• _Consigna 1_:
Transcribe sin cambios la parte del fragmento sobre Facebook que se inicia con las palabras que contienen "Ante los ojos" y concluye con "gobiernos y ciudadanos.".
• _Consigna 2_:
Escribe una continuación del fragmento sobre Facebook a partir de su última oración.

• _Fragmento citado_:
Ante los ojos del mundo –de un mundo donde una de cada tres personas es usuaria activa de Facebook, sin contar con sus otras redes, Whatsapp e Instagram–, la plataforma es una peligrosa mezcla de contenidos sin moderación que actúan como peligrosos virus de ideas extremistas o erosiones de la verdad y una institución opaca donde los datos de un tercio de la humanidad se etiquetan hasta el infinito y se venden al mejor postor. Pese al escaso impacto real del escándalo de Cambridge Analytica, la idea de que una sola red puede dibujar en datos cada perfil humano para influir en ellos ha tenido demasiado peso entre gobiernos y ciudadanos.

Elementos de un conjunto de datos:
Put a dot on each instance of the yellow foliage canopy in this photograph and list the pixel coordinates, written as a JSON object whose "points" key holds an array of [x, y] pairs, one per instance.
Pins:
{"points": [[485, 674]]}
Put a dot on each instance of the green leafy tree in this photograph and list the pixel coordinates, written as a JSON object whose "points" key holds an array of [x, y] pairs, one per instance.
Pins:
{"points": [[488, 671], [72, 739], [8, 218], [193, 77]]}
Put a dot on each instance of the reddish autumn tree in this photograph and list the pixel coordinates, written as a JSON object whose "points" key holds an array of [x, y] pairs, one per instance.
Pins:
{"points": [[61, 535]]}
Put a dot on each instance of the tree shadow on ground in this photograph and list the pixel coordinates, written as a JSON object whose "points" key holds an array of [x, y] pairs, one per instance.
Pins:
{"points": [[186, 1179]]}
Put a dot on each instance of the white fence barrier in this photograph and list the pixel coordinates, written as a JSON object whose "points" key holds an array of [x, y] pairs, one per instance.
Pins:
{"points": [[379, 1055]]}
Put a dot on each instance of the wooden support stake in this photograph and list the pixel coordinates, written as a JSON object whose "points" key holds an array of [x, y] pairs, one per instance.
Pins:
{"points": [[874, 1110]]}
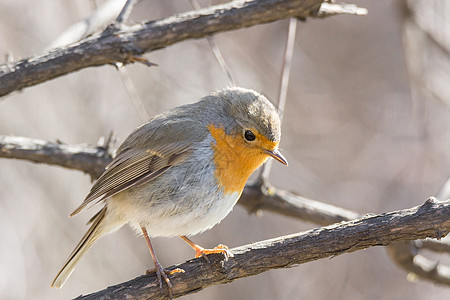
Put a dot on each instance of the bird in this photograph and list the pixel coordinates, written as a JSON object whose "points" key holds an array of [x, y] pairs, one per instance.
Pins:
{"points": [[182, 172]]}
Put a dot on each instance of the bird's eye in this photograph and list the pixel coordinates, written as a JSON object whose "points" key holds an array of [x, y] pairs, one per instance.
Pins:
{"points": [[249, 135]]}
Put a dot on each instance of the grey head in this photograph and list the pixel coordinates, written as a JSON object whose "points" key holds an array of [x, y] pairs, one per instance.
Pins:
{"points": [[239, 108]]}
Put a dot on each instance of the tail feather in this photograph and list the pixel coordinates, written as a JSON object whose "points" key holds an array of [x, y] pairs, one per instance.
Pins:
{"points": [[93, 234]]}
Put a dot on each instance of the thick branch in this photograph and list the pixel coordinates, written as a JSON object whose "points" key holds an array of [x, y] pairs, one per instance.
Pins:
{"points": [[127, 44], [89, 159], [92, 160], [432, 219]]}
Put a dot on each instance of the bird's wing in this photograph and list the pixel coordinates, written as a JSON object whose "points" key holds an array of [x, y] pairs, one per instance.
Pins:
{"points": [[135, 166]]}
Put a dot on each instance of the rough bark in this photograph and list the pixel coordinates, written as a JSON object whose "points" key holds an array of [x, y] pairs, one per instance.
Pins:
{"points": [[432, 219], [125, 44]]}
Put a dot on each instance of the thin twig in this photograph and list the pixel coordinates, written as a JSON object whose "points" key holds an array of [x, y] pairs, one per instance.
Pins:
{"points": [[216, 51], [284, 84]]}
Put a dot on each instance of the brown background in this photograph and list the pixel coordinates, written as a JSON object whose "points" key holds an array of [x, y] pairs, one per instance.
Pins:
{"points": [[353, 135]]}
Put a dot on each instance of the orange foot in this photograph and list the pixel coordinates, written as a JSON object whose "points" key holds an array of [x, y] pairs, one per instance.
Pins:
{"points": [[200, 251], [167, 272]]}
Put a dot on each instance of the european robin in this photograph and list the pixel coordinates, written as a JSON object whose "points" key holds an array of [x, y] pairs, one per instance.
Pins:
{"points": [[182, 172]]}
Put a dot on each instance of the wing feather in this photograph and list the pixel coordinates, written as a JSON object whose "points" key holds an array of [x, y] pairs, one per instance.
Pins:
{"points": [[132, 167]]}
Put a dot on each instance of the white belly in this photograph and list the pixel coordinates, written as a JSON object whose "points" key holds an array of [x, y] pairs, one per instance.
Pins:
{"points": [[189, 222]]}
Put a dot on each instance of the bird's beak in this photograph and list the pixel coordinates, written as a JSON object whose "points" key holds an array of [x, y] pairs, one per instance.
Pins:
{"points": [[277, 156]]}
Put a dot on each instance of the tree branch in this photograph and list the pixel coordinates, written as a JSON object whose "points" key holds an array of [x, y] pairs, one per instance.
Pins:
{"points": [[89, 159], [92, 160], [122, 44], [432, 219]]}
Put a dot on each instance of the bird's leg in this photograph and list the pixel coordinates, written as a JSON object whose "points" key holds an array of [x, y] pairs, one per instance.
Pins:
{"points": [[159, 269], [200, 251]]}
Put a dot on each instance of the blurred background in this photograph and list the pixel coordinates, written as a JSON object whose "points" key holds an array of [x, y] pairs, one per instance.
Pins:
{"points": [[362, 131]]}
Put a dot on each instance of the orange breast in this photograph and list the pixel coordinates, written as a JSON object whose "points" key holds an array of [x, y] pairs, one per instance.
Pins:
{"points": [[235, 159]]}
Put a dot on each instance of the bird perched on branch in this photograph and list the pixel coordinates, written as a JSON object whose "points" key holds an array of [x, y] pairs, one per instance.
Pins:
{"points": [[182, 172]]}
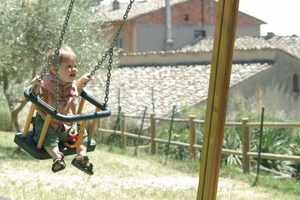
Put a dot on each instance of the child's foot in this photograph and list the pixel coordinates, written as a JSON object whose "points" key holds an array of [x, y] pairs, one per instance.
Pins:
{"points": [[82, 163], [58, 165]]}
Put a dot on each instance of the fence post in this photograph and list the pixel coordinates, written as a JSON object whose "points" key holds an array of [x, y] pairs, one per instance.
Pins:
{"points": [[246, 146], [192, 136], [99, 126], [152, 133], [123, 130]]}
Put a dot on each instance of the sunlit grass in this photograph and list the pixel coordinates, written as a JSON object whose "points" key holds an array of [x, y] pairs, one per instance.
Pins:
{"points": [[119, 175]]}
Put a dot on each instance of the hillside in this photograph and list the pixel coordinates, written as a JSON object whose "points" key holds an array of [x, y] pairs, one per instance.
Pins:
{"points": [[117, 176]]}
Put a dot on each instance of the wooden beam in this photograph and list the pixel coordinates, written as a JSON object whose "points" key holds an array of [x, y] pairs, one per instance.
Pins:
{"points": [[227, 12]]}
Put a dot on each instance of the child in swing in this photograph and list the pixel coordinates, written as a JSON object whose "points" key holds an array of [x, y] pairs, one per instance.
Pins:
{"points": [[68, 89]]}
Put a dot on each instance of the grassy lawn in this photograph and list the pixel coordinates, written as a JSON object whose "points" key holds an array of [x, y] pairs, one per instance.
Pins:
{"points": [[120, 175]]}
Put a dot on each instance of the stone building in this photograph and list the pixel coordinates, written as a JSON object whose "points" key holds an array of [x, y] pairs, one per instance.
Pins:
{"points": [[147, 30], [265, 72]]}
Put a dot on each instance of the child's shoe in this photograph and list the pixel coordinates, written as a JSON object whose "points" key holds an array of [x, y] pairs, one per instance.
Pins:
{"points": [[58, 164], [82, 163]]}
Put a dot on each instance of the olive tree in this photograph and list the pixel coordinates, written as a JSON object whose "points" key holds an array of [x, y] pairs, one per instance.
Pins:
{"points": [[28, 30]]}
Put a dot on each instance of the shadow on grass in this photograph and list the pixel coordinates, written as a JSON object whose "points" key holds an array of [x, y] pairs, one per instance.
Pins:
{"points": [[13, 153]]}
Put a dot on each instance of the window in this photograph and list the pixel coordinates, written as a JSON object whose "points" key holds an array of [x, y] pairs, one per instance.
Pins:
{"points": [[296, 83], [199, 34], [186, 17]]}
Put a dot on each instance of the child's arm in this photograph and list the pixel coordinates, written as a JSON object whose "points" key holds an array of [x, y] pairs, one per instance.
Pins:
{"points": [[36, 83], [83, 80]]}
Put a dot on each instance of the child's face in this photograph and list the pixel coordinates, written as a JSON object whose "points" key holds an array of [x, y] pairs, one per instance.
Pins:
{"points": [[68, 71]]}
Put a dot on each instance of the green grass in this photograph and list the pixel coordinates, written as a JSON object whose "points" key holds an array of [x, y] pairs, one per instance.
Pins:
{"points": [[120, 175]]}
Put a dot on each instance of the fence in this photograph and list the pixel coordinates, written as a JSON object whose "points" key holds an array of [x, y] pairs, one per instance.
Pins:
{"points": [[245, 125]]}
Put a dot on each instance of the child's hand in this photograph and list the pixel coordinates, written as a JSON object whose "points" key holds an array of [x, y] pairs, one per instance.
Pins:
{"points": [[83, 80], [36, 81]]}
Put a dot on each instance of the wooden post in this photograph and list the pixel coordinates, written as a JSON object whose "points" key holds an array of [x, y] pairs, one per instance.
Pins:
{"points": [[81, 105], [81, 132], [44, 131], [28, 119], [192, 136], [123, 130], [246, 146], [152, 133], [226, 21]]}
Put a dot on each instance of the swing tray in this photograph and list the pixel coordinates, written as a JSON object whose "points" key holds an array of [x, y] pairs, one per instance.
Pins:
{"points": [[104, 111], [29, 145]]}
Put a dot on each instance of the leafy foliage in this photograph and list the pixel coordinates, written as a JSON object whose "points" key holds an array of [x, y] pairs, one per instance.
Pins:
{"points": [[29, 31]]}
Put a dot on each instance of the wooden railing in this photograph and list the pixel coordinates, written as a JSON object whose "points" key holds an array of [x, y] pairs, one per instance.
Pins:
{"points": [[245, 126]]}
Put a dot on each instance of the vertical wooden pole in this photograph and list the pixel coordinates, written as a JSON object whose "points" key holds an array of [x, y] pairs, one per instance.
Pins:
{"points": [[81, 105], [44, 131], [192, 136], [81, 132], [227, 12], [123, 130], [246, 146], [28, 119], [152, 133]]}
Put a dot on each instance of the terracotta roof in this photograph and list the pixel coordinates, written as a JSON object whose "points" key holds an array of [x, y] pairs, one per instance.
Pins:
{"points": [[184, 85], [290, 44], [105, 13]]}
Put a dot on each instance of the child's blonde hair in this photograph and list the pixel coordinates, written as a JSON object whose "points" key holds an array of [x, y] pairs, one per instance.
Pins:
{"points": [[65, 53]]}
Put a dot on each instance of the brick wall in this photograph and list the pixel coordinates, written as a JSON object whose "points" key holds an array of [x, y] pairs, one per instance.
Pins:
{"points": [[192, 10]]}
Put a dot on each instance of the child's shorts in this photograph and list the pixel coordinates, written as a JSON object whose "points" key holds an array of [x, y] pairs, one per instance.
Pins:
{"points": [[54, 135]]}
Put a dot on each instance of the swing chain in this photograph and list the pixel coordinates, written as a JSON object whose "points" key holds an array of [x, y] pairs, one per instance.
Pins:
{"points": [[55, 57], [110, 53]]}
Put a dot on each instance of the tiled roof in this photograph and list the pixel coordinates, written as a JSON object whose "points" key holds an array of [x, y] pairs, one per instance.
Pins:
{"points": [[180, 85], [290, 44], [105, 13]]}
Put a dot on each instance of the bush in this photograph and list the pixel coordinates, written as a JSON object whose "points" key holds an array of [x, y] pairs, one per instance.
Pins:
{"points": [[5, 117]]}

• _Espacio de respuesta 1_:
Ante los ojos del mundo –de un mundo donde una de cada tres personas es usuaria activa de Facebook, sin contar con sus otras redes, Whatsapp e Instagram–, la plataforma es una peligrosa mezcla de contenidos sin moderación que actúan como peligrosos virus de ideas extremistas o erosiones de la verdad y una institución opaca donde los datos de un tercio de la humanidad se etiquetan hasta el infinito y se venden al mejor postor. Pese al escaso impacto real del escándalo de Cambridge Analytica, la idea de que una sola red puede dibujar en datos cada perfil humano para influir en ellos ha tenido demasiado peso entre gobiernos y ciudadanos.

• _Espacio de respuesta 2_:
Para la compañía la situación es de amenaza –y para el propio Zuckerberg, que ha reconocido tácitamente el fracaso de su meta anual de 2018: "Arreglar Facebook", hasta el punto de que ha abandonado esos desafíos autoimpuestos–. Pese a la aparente bonanza económica (un 49% de apreciación de sus acciones, unos ingresos trimestrales de 20.000 millones de dólares, un margen de beneficio del 35%), Facebook no es una compañía interesada en dominar el mundo: es una empresa que solo quiere vender anuncios a sus usuarios. Y que durante años ha manipulado a estos para que pasen la mayor cantidad de tiempo posible en sus redes, ajenos al resto de Internet, mientras ofrecían más información sobre sí mismos para venderles mejores anuncios. Casi todas las malas noticias que han salpicado a la marca vienen, precisamente, de esa obsesión por segmentar, retener y acumular información de lo que sus usuarios hacen, dentro o fuera de Facebook.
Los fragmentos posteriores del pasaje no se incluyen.